→ What the task requires: Using the entries below, quote exactly the span of lines that begins with the line containing "locate: tall concrete" and ends with the final line.

◇ ◇ ◇

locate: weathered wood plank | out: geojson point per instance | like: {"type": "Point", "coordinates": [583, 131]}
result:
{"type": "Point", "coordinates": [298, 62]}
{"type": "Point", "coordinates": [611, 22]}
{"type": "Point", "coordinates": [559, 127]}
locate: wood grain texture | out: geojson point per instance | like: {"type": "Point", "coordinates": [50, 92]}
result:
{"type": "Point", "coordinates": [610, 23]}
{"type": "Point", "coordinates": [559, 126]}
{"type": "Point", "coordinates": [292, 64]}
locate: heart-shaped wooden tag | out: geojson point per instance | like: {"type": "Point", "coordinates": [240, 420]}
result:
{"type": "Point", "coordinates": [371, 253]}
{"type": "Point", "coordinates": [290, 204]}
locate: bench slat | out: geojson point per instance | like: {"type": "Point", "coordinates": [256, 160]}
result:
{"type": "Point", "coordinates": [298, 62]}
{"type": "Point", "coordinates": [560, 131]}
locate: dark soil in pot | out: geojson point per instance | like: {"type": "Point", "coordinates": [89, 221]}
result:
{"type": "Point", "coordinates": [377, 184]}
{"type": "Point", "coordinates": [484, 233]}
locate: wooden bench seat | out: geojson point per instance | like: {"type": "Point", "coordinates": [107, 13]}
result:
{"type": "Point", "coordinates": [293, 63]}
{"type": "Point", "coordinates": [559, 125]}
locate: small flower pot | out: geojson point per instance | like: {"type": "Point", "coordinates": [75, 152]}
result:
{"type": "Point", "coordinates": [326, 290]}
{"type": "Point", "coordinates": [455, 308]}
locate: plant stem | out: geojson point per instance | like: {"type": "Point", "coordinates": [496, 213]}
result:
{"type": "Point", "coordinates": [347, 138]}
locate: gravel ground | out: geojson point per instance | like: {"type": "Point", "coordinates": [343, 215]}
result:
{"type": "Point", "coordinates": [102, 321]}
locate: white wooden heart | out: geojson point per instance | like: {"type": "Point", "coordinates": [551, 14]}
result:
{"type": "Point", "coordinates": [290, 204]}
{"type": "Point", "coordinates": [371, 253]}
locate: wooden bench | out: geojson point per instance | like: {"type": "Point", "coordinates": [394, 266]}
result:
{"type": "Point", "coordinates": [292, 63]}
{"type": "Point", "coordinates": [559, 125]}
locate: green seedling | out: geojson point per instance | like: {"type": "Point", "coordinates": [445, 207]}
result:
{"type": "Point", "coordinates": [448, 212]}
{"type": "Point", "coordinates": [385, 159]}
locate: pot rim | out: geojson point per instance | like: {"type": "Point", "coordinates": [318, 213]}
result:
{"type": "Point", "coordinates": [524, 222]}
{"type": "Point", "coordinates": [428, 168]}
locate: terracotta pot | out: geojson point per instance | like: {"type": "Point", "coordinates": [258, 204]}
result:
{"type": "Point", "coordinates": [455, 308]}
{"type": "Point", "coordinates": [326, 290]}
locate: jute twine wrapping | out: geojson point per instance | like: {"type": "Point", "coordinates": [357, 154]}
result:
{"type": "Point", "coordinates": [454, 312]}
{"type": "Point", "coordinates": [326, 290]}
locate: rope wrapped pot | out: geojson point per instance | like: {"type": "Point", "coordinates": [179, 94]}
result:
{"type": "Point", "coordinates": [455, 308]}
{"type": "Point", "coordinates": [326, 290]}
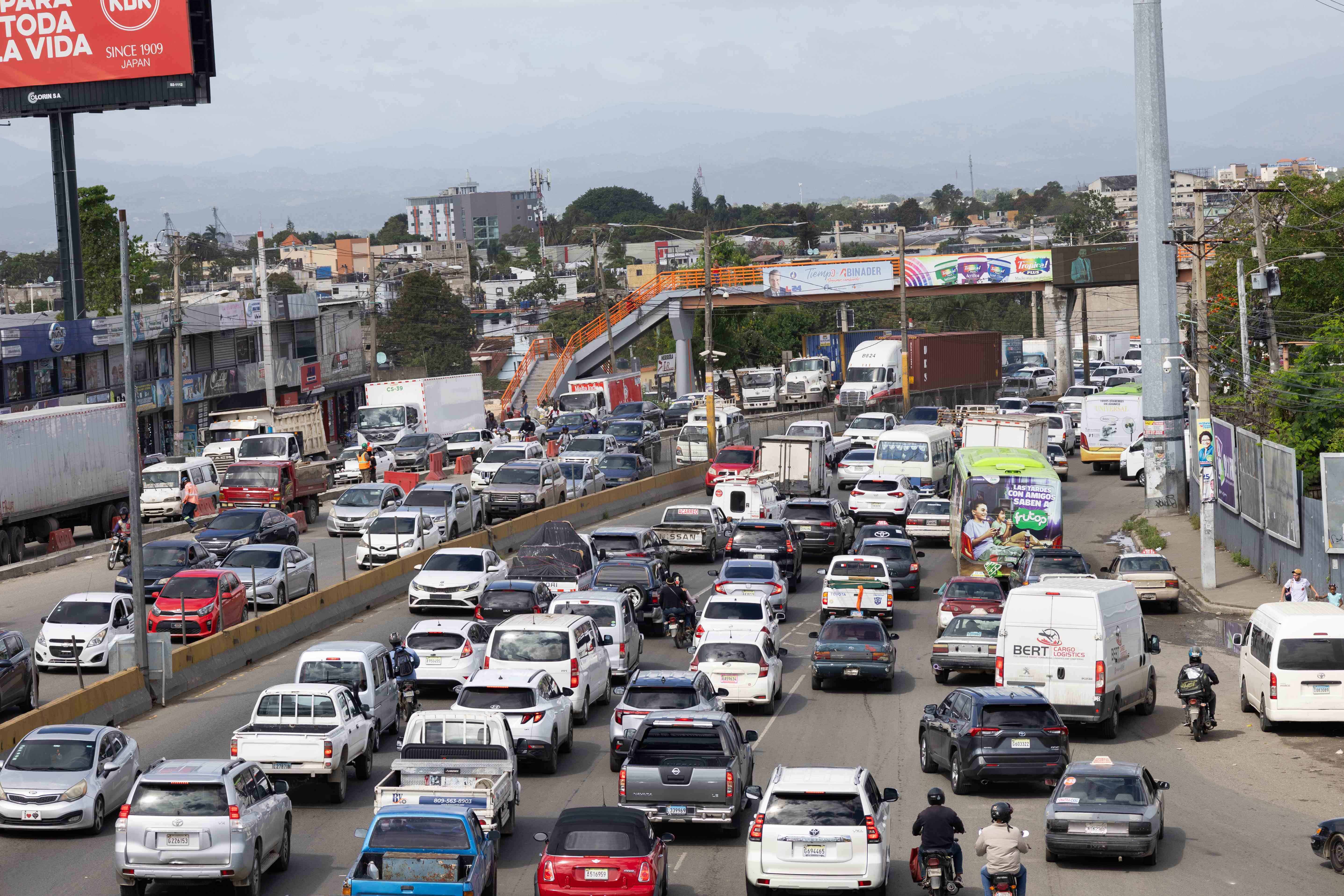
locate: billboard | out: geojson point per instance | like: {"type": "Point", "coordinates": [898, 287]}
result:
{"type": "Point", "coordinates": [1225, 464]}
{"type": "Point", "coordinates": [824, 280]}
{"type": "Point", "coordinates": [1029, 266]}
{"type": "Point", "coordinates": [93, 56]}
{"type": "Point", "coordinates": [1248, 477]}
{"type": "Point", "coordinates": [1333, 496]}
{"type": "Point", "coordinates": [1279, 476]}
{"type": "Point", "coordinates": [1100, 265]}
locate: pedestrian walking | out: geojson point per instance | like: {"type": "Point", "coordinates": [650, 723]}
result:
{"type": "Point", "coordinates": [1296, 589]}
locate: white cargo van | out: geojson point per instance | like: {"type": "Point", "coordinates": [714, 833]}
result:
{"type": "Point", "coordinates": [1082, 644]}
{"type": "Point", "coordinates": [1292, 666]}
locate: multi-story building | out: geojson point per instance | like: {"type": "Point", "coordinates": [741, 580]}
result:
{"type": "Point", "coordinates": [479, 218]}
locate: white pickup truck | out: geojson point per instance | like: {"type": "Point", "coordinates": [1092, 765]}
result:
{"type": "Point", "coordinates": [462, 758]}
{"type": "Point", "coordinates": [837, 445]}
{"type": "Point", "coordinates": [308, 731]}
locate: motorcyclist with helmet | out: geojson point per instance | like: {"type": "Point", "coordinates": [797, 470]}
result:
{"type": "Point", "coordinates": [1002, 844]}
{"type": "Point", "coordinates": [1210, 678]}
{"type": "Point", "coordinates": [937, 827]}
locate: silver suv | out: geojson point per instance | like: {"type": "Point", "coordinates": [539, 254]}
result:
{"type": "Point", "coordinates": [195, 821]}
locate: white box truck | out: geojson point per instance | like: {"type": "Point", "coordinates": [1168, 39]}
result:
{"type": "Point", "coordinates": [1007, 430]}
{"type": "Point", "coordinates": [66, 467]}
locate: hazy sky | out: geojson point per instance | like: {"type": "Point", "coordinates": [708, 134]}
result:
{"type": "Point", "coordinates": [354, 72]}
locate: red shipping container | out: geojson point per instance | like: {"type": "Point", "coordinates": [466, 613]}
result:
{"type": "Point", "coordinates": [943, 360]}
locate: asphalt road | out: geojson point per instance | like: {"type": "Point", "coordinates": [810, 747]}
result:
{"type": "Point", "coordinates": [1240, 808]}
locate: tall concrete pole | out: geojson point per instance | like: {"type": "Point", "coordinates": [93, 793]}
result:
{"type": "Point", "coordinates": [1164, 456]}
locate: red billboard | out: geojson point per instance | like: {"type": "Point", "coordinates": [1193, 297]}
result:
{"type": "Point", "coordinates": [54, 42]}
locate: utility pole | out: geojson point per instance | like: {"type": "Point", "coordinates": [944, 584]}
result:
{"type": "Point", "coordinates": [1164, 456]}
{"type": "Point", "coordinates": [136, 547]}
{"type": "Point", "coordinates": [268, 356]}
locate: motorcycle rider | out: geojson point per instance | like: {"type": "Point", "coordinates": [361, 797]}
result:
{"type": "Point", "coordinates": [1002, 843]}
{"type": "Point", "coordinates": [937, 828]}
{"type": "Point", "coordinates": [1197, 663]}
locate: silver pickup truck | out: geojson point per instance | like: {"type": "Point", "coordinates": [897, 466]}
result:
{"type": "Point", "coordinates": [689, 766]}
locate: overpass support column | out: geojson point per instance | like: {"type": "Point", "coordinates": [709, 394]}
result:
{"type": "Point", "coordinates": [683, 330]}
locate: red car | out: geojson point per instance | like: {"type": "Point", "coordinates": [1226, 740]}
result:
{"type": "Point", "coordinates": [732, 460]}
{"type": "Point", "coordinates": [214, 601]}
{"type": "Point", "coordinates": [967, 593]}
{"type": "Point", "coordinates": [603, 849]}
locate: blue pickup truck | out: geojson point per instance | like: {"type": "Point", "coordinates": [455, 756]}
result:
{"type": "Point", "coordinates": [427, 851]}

◇ ◇ ◇

→ Answer to this exercise:
locate: tall concrete pole | out: geojson point per instance | like: {"type": "Point", "coordinates": [93, 793]}
result:
{"type": "Point", "coordinates": [1164, 456]}
locate: red billboard | out: geojson point per instance | like: {"type": "Point", "coordinates": [1193, 297]}
result:
{"type": "Point", "coordinates": [54, 42]}
locate: utility pole | out: geojson point per instance | like: {"type": "Point", "coordinates": [944, 584]}
result:
{"type": "Point", "coordinates": [1164, 456]}
{"type": "Point", "coordinates": [136, 547]}
{"type": "Point", "coordinates": [268, 356]}
locate: motorcycle rider | out: geojson point per instance | like: {"type": "Point", "coordinates": [361, 797]}
result:
{"type": "Point", "coordinates": [1002, 843]}
{"type": "Point", "coordinates": [937, 828]}
{"type": "Point", "coordinates": [1197, 663]}
locate: silver pickup truck | out: geojson point per instance | like: {"type": "Point", "coordinates": [897, 466]}
result:
{"type": "Point", "coordinates": [689, 766]}
locate: overpass support column | out: geojson point per instance | like: {"type": "Point", "coordinates": [709, 394]}
result:
{"type": "Point", "coordinates": [683, 330]}
locate: red car | out: geojson point per instance | like: {"type": "Point", "coordinates": [1226, 740]}
result:
{"type": "Point", "coordinates": [732, 460]}
{"type": "Point", "coordinates": [214, 601]}
{"type": "Point", "coordinates": [967, 593]}
{"type": "Point", "coordinates": [603, 849]}
locate: blue pickup truck | out: geojson point per instance | like: {"type": "Point", "coordinates": [455, 756]}
result:
{"type": "Point", "coordinates": [427, 851]}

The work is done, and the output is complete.